Records from a data collection |
·····

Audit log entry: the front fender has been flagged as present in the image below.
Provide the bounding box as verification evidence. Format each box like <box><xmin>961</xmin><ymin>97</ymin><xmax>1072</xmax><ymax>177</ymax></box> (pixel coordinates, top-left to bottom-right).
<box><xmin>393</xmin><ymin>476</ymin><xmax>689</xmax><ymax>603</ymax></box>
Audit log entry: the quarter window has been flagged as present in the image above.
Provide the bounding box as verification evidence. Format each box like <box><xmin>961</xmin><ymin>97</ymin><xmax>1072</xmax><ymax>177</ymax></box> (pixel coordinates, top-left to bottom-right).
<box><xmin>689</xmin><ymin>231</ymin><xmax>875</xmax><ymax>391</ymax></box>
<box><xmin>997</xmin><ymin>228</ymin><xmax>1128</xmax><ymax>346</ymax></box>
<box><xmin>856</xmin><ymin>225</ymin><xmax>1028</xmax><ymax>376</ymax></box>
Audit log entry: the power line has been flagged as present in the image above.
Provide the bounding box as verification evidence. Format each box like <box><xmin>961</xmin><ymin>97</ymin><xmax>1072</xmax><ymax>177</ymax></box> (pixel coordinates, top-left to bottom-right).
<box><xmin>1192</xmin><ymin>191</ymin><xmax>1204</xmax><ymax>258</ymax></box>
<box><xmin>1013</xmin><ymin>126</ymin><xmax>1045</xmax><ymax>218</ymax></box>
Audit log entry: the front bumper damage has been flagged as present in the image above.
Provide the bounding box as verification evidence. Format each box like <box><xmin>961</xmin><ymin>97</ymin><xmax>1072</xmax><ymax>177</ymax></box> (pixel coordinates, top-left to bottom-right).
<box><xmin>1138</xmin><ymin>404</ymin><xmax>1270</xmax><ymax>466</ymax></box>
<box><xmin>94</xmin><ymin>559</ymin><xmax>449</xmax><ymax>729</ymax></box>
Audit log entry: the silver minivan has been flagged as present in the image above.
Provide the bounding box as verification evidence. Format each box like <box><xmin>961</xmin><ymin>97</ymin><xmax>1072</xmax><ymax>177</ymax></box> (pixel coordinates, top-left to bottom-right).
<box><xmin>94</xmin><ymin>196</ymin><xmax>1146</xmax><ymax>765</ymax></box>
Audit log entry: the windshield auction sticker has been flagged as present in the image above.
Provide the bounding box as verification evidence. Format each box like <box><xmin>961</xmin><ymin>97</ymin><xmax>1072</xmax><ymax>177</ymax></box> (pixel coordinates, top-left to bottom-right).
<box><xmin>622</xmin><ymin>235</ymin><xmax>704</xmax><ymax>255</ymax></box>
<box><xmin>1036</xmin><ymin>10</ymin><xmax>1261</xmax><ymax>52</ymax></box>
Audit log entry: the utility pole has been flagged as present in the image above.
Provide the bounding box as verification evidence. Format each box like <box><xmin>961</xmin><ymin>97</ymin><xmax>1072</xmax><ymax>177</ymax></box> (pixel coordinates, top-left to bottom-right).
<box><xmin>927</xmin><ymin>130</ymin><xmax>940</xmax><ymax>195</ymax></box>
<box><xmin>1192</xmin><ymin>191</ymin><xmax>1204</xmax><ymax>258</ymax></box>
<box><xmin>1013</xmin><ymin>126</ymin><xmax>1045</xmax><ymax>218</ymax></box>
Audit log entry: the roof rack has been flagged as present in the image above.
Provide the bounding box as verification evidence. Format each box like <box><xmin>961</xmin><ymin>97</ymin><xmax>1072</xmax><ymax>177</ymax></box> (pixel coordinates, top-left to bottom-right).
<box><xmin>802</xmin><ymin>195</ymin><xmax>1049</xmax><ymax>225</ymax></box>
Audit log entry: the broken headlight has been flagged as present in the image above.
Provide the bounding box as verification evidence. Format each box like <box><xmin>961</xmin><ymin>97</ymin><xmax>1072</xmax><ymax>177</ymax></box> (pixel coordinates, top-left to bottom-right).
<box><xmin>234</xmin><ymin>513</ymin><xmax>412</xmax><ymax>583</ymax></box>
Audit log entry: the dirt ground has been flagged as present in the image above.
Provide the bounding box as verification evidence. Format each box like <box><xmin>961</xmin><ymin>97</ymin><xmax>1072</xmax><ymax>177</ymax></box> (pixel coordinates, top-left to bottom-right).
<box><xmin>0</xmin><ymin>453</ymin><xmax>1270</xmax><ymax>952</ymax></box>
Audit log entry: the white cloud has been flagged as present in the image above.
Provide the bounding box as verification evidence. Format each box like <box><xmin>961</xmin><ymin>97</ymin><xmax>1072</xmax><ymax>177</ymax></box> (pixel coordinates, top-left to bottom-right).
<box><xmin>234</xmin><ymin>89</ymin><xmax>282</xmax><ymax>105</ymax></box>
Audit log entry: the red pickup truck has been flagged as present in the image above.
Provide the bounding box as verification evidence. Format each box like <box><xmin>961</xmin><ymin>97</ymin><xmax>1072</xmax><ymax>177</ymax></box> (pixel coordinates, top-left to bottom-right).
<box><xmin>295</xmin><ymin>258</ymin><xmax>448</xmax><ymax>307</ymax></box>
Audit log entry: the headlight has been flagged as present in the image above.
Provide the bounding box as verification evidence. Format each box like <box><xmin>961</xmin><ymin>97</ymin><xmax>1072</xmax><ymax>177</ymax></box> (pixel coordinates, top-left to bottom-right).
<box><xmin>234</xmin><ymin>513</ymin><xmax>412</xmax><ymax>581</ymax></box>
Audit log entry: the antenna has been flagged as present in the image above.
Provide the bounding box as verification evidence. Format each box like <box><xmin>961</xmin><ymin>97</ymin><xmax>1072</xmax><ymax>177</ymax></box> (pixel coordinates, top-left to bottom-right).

·····

Aim of the task |
Render all of the material above as a numbered list, omitting any blank lines.

Response to this task |
1. Audit log entry: the front fender has been flagged as present in the image below.
2. Provide the bounding box as verification evidence. Format each box like <box><xmin>961</xmin><ymin>97</ymin><xmax>1072</xmax><ymax>177</ymax></box> (pixel coordinates, top-left to bottom-right).
3. <box><xmin>393</xmin><ymin>476</ymin><xmax>689</xmax><ymax>603</ymax></box>
4. Audit log entry: the quarter window has been flagged as present in the image above.
5. Provide the bounding box as verification evidence. Format each box like <box><xmin>961</xmin><ymin>97</ymin><xmax>1072</xmax><ymax>177</ymax></box> (pixel coordinates, top-left to bottom-right).
6. <box><xmin>689</xmin><ymin>231</ymin><xmax>875</xmax><ymax>391</ymax></box>
7. <box><xmin>997</xmin><ymin>228</ymin><xmax>1128</xmax><ymax>346</ymax></box>
8. <box><xmin>856</xmin><ymin>225</ymin><xmax>1028</xmax><ymax>376</ymax></box>
9. Audit log entry: the power line has been flagged as present in the image above.
10. Provide the bounding box as verification evidence. Format each box like <box><xmin>961</xmin><ymin>97</ymin><xmax>1072</xmax><ymax>177</ymax></box> (pixel coordinates, top-left to bottom-right).
11. <box><xmin>1192</xmin><ymin>191</ymin><xmax>1204</xmax><ymax>258</ymax></box>
12. <box><xmin>1013</xmin><ymin>126</ymin><xmax>1045</xmax><ymax>218</ymax></box>
13. Audit log entry: the front bumper damage has been flagged as present in the image above.
14. Provide the bounding box as verification evidence. Format each box like <box><xmin>961</xmin><ymin>97</ymin><xmax>1072</xmax><ymax>177</ymax></box> (pixel coordinates, top-left to bottom-right).
15. <box><xmin>1138</xmin><ymin>404</ymin><xmax>1270</xmax><ymax>466</ymax></box>
16. <box><xmin>94</xmin><ymin>559</ymin><xmax>449</xmax><ymax>729</ymax></box>
17. Audit log entry: the silver minivan has been flagged as present in the image above.
18. Provide the bounding box as verification evidence. Format each box like <box><xmin>961</xmin><ymin>97</ymin><xmax>1072</xmax><ymax>177</ymax></box> (pixel coordinates, top-left to bottom-right).
19. <box><xmin>94</xmin><ymin>196</ymin><xmax>1146</xmax><ymax>765</ymax></box>
20. Audit log entry: the windshield auction sticker has been flagged as present in the image above.
21. Provide the bounding box as verification evidence. Format each box like <box><xmin>961</xmin><ymin>97</ymin><xmax>1072</xmax><ymax>177</ymax></box> (pixel coordinates, top-left to bottom-right).
22. <box><xmin>622</xmin><ymin>235</ymin><xmax>704</xmax><ymax>255</ymax></box>
23. <box><xmin>1036</xmin><ymin>10</ymin><xmax>1261</xmax><ymax>52</ymax></box>
24. Audit log entry: the utility pole has been flagged as present in the image above.
25. Provide the bounding box as verification evidence. Format each box like <box><xmin>961</xmin><ymin>97</ymin><xmax>1072</xmax><ymax>177</ymax></box> (pixel coordinates, top-left to bottom-right).
26. <box><xmin>927</xmin><ymin>130</ymin><xmax>940</xmax><ymax>195</ymax></box>
27. <box><xmin>1192</xmin><ymin>191</ymin><xmax>1204</xmax><ymax>258</ymax></box>
28. <box><xmin>1013</xmin><ymin>126</ymin><xmax>1045</xmax><ymax>218</ymax></box>
29. Audit log entry: the roof rack has been flagged as present in the image above.
30. Provide the bounding box as verification evidence. Format each box like <box><xmin>961</xmin><ymin>97</ymin><xmax>1072</xmax><ymax>177</ymax></box> (pixel coordinates, top-left to bottom-right).
31. <box><xmin>802</xmin><ymin>195</ymin><xmax>1049</xmax><ymax>225</ymax></box>
32. Audit log entry: the broken headlight has been flagged as present in the image above.
33. Provide the bounding box as verification evidence. Format each box like <box><xmin>961</xmin><ymin>97</ymin><xmax>1072</xmax><ymax>177</ymax></box> (pixel coordinates, top-left to bottom-right).
34. <box><xmin>234</xmin><ymin>513</ymin><xmax>412</xmax><ymax>583</ymax></box>
35. Audit log entry: the dirt ground has been flagged as present in the image above.
36. Provide the bounding box as verification evidence. Format each box like <box><xmin>961</xmin><ymin>97</ymin><xmax>1072</xmax><ymax>177</ymax></box> (pixel coordinates, top-left to bottom-right).
37. <box><xmin>0</xmin><ymin>453</ymin><xmax>1270</xmax><ymax>952</ymax></box>
38. Audit log entry: the white cloud has been flagged as present in the image above.
39. Provide the bounding box as verification evidence. Format each box like <box><xmin>961</xmin><ymin>97</ymin><xmax>1072</xmax><ymax>177</ymax></box> (pixel coordinates, top-left to bottom-right).
40. <box><xmin>234</xmin><ymin>89</ymin><xmax>282</xmax><ymax>105</ymax></box>
41. Audit log entry: the red pickup truck has been flagged as present in the image above.
42. Provide the bounding box as verification evidence. Format each box like <box><xmin>961</xmin><ymin>97</ymin><xmax>1072</xmax><ymax>177</ymax></box> (pixel coordinates, top-left to bottom-right).
43. <box><xmin>295</xmin><ymin>258</ymin><xmax>448</xmax><ymax>307</ymax></box>
44. Audit log entry: the headlight has been flagged as present in the image above.
45. Provide the bounding box as verification evidence. Format each box like <box><xmin>961</xmin><ymin>97</ymin><xmax>1072</xmax><ymax>177</ymax></box> (pixel coordinates, top-left to bottom-right).
46. <box><xmin>234</xmin><ymin>513</ymin><xmax>412</xmax><ymax>581</ymax></box>
47. Audit log entry: the antenna has been flagged as present in the image above.
48. Provide the bounding box as verification evidence. Format each box like <box><xmin>961</xmin><ymin>97</ymin><xmax>1072</xmax><ymax>177</ymax></box> (pixel coordinates, top-left to bottom-right).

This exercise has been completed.